[Records of outlines for named regions]

● ● ● ● ● ● ●

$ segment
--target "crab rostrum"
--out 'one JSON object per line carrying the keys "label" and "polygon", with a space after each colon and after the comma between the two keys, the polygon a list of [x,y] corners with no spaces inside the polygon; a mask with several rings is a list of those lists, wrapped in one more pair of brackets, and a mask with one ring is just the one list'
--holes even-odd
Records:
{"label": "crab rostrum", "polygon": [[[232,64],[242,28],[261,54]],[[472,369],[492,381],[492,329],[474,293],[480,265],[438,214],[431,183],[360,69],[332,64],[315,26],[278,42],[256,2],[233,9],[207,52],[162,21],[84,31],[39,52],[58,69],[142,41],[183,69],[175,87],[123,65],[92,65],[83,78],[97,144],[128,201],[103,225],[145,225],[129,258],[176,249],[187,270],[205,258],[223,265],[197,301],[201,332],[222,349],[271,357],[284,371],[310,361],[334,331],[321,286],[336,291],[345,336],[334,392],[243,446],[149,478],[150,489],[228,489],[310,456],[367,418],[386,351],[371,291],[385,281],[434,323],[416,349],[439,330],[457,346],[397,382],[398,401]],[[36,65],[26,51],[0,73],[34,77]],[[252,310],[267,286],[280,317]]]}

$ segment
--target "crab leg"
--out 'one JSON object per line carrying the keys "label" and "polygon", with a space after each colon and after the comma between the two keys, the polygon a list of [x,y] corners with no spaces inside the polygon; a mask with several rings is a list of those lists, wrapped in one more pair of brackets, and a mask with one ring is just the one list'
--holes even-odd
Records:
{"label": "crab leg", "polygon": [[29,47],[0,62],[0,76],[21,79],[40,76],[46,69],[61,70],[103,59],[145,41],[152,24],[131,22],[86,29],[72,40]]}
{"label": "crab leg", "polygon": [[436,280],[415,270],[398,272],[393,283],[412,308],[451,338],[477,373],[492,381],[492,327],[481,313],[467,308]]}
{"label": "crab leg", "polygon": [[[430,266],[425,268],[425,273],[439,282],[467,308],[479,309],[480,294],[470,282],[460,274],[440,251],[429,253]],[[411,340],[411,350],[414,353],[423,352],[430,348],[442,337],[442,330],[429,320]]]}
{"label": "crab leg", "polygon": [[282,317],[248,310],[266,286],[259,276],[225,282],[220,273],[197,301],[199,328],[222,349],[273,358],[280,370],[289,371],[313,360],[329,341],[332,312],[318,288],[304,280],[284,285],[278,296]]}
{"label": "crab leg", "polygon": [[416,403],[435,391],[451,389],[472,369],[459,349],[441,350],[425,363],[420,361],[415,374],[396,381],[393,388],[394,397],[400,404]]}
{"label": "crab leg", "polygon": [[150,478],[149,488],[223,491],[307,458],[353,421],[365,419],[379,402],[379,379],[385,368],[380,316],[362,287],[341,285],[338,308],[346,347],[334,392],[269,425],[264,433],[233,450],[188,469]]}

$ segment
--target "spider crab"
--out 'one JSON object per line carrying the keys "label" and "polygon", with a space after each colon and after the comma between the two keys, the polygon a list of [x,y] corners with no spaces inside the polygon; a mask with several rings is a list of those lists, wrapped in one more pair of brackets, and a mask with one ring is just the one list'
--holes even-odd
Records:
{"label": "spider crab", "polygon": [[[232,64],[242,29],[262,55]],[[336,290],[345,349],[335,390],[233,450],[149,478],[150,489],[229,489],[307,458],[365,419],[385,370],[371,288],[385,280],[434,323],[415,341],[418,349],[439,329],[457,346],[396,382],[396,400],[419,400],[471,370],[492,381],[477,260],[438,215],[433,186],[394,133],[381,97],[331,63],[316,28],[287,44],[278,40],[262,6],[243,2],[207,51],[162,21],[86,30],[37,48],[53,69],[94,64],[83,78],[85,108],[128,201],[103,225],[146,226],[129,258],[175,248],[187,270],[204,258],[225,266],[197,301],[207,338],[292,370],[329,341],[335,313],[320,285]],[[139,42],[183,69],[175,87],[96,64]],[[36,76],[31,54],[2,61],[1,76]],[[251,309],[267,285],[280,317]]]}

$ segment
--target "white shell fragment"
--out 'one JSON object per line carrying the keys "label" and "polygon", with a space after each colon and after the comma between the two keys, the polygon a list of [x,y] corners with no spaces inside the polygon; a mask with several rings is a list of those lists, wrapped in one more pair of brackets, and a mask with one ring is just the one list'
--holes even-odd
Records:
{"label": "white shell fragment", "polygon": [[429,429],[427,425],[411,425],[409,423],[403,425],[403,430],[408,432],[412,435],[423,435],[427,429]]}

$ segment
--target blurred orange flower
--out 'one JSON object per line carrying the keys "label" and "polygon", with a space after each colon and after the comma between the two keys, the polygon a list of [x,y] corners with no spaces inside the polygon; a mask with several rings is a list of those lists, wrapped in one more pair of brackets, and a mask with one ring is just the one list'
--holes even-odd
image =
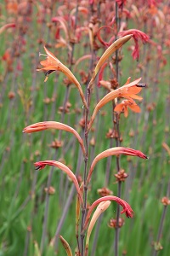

● ● ● ● ● ● ●

Report every line of the material above that contains the string "target", copying each one in full. Case counts.

--target "crab rostrum"
--target "crab leg"
--target "spider crab"
--target "white shell fragment"
--target blurred orange flower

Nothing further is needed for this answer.